**GOAL OF THE EXERCISE**
Could you turn the records from the line containing "Could you spot the crucifix" through the end of the records into a two-column CSV with the headers "request" and "points"? Give one row per request, put its text and its answer each in a single quoted field with any line breaks changed to spaces, and leave the pictures out.

Part of a data file:
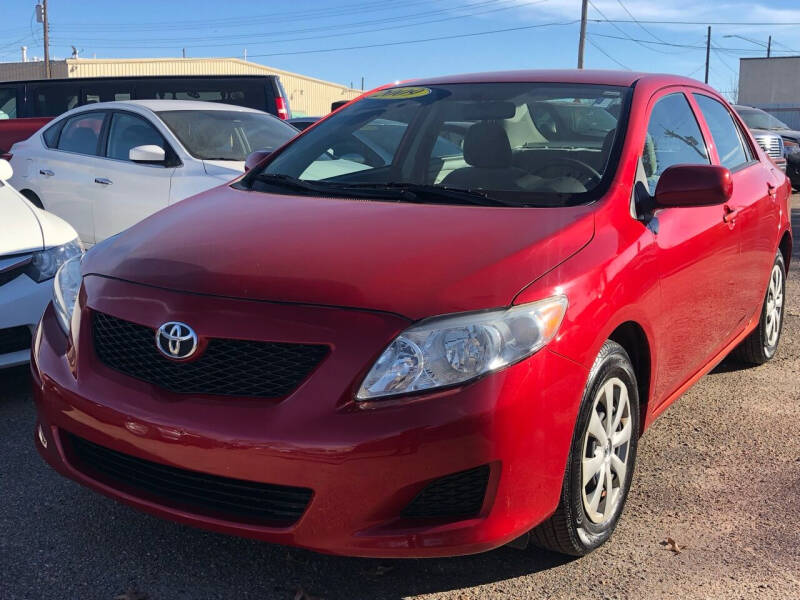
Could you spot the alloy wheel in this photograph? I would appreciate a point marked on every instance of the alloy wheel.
(774, 309)
(606, 450)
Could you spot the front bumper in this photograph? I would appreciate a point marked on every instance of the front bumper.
(22, 302)
(364, 464)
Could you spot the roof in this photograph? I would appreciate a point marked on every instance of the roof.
(159, 105)
(589, 76)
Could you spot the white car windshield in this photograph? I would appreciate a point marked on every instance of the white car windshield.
(226, 134)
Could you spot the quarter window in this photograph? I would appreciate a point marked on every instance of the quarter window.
(128, 131)
(673, 137)
(730, 147)
(8, 103)
(81, 134)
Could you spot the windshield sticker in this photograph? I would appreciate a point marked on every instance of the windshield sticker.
(400, 93)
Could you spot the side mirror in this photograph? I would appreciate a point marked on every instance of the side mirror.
(5, 170)
(693, 185)
(147, 154)
(254, 158)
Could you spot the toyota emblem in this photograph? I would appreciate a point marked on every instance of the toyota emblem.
(176, 340)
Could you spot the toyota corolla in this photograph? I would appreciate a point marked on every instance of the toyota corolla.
(435, 323)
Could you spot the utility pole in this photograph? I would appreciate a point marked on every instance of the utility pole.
(41, 17)
(582, 39)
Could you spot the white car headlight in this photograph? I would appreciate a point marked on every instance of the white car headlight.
(66, 285)
(45, 263)
(450, 350)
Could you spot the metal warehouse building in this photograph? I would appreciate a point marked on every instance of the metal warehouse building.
(307, 95)
(772, 84)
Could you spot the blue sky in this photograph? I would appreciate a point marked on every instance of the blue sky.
(300, 36)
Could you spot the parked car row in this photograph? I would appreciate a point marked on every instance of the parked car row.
(435, 322)
(33, 245)
(105, 166)
(27, 105)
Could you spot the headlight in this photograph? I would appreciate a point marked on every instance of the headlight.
(45, 263)
(450, 350)
(66, 285)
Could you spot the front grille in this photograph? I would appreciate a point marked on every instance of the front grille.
(771, 144)
(458, 495)
(200, 493)
(226, 367)
(15, 339)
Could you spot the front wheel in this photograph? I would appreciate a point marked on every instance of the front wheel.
(762, 343)
(601, 461)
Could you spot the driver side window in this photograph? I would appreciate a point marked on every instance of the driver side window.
(673, 137)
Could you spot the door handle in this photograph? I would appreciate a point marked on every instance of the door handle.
(730, 214)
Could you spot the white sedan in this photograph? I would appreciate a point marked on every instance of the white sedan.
(103, 167)
(33, 245)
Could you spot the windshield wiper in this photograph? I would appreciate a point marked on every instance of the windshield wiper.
(447, 194)
(399, 192)
(324, 188)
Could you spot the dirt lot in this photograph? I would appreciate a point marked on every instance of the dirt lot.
(719, 473)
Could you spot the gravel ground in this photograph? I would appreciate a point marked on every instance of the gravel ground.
(719, 473)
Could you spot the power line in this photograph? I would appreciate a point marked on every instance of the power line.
(419, 41)
(642, 27)
(593, 43)
(338, 26)
(741, 23)
(285, 17)
(623, 32)
(331, 35)
(675, 44)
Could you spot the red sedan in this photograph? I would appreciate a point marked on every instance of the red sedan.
(435, 322)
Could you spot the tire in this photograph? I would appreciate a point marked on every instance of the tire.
(33, 198)
(585, 519)
(762, 343)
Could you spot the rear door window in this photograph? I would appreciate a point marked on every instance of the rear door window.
(81, 133)
(241, 92)
(730, 146)
(673, 138)
(53, 100)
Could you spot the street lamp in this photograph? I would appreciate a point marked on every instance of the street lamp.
(768, 45)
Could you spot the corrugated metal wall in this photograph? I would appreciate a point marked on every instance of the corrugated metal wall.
(31, 70)
(307, 95)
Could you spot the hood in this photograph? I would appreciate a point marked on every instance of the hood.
(224, 169)
(411, 259)
(21, 229)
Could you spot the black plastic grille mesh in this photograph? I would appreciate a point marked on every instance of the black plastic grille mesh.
(225, 367)
(15, 339)
(279, 505)
(458, 495)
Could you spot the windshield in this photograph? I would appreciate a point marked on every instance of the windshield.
(758, 119)
(516, 143)
(226, 134)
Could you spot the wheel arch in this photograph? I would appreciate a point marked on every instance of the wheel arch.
(632, 337)
(785, 246)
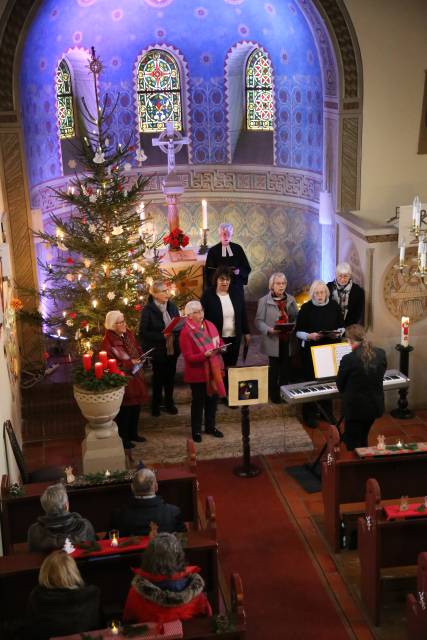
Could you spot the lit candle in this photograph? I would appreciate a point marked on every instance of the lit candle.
(87, 361)
(204, 214)
(404, 331)
(99, 370)
(112, 365)
(102, 356)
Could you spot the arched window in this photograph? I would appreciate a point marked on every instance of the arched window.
(64, 101)
(259, 92)
(159, 96)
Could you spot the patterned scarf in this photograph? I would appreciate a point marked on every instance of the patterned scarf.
(341, 294)
(214, 365)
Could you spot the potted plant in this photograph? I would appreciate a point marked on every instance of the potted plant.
(99, 390)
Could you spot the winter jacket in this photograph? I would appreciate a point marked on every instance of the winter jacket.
(162, 599)
(135, 391)
(134, 519)
(266, 317)
(50, 531)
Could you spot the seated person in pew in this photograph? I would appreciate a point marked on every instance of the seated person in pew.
(62, 604)
(58, 523)
(145, 507)
(360, 381)
(164, 588)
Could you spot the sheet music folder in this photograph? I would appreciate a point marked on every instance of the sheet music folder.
(326, 359)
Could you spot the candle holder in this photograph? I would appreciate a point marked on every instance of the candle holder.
(204, 245)
(402, 412)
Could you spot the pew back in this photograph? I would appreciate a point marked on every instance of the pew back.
(344, 480)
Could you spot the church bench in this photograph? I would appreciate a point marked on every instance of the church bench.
(112, 574)
(177, 485)
(344, 477)
(201, 628)
(416, 605)
(384, 544)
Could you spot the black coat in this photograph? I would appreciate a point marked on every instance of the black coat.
(212, 306)
(62, 612)
(238, 260)
(356, 304)
(362, 389)
(134, 519)
(151, 328)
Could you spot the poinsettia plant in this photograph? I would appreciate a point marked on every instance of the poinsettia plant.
(176, 239)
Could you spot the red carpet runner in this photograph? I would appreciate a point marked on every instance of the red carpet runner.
(284, 595)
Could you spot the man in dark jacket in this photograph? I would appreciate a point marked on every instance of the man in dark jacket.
(146, 507)
(155, 316)
(51, 530)
(227, 254)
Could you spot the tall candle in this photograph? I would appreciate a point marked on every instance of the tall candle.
(99, 370)
(204, 214)
(404, 331)
(102, 357)
(87, 361)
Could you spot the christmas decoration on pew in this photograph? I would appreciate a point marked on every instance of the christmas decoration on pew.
(91, 250)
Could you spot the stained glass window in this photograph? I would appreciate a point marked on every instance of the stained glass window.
(259, 92)
(64, 101)
(159, 96)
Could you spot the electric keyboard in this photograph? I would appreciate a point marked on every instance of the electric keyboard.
(315, 390)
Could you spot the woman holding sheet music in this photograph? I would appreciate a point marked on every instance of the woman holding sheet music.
(360, 381)
(319, 321)
(155, 317)
(276, 313)
(120, 343)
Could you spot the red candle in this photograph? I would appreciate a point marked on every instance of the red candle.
(102, 356)
(87, 361)
(112, 365)
(99, 370)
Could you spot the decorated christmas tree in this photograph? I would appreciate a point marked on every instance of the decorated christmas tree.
(105, 255)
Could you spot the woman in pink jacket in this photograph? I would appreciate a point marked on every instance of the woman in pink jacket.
(200, 346)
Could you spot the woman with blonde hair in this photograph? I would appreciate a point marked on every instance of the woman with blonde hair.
(120, 343)
(62, 604)
(360, 382)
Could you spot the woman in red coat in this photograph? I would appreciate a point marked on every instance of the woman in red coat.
(200, 344)
(165, 589)
(120, 343)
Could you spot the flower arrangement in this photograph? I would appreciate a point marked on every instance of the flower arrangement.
(176, 239)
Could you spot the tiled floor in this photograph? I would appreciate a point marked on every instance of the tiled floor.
(339, 572)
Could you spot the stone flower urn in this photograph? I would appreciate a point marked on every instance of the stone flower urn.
(100, 408)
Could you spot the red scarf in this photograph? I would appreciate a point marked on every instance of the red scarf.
(214, 365)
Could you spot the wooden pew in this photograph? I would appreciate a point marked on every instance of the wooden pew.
(384, 543)
(344, 476)
(416, 605)
(112, 574)
(201, 628)
(177, 485)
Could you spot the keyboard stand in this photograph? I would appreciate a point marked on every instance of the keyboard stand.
(312, 466)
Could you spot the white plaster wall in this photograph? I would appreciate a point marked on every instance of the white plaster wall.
(393, 44)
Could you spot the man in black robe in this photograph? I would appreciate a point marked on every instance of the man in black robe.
(229, 254)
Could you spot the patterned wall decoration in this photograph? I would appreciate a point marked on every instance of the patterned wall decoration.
(121, 30)
(404, 293)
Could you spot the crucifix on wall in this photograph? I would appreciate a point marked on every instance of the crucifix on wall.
(171, 142)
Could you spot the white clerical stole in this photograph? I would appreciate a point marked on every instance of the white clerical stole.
(226, 250)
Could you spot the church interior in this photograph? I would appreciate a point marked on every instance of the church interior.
(301, 123)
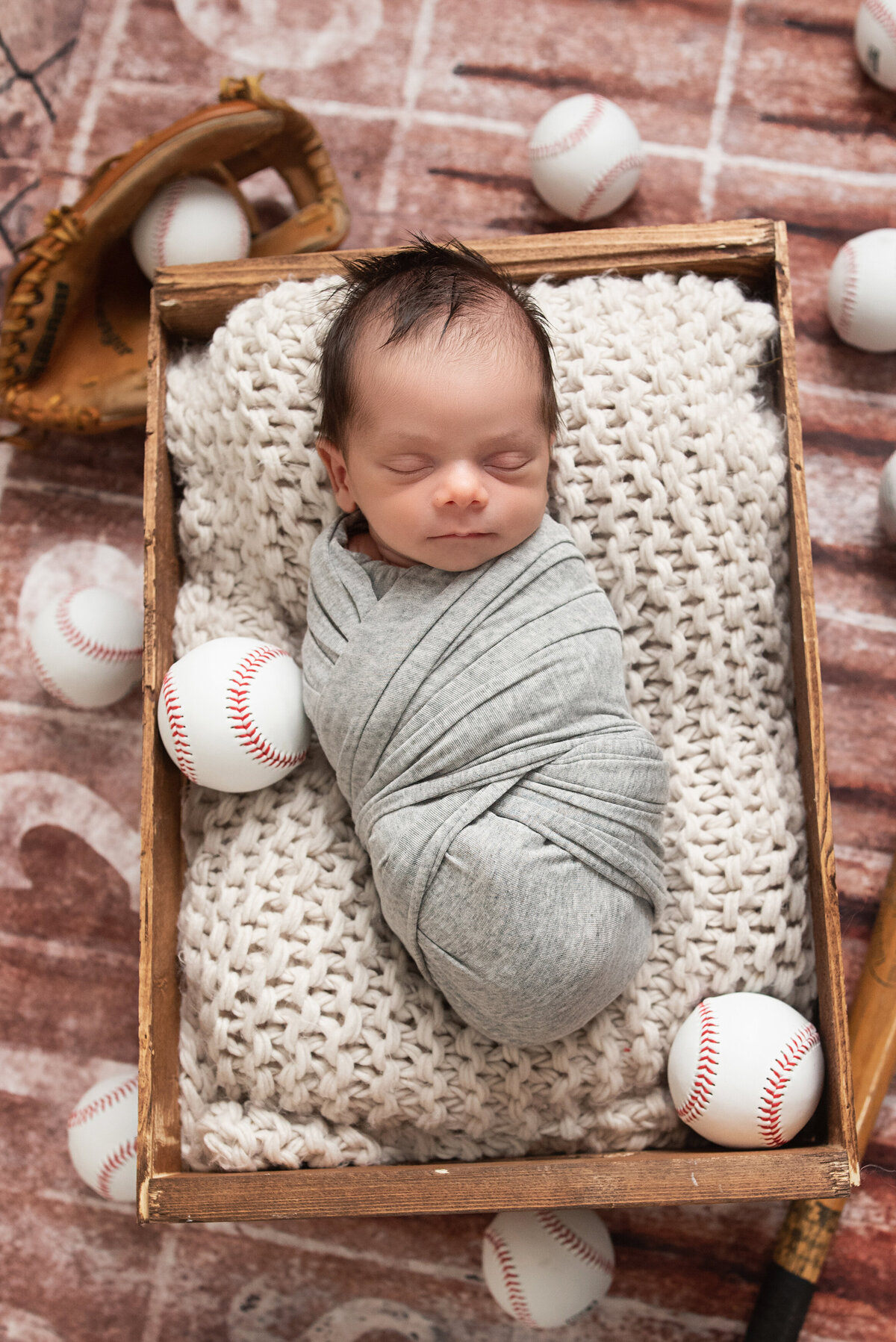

**ANSWER TO THE TASK**
request,points
"Could you spot the crucifix on wall in this photograph? I would appreciate a point marked on every instance of the crucifix on wall.","(171, 142)"
"Could you spot the white clerical stole in this photograph? I would appreciate a point marked on every instance of the white clerical stole.","(226, 250)"
"Could you spot the church interior in this photograph? I would appreciate a point marked on every instance of the church interior.","(301, 123)"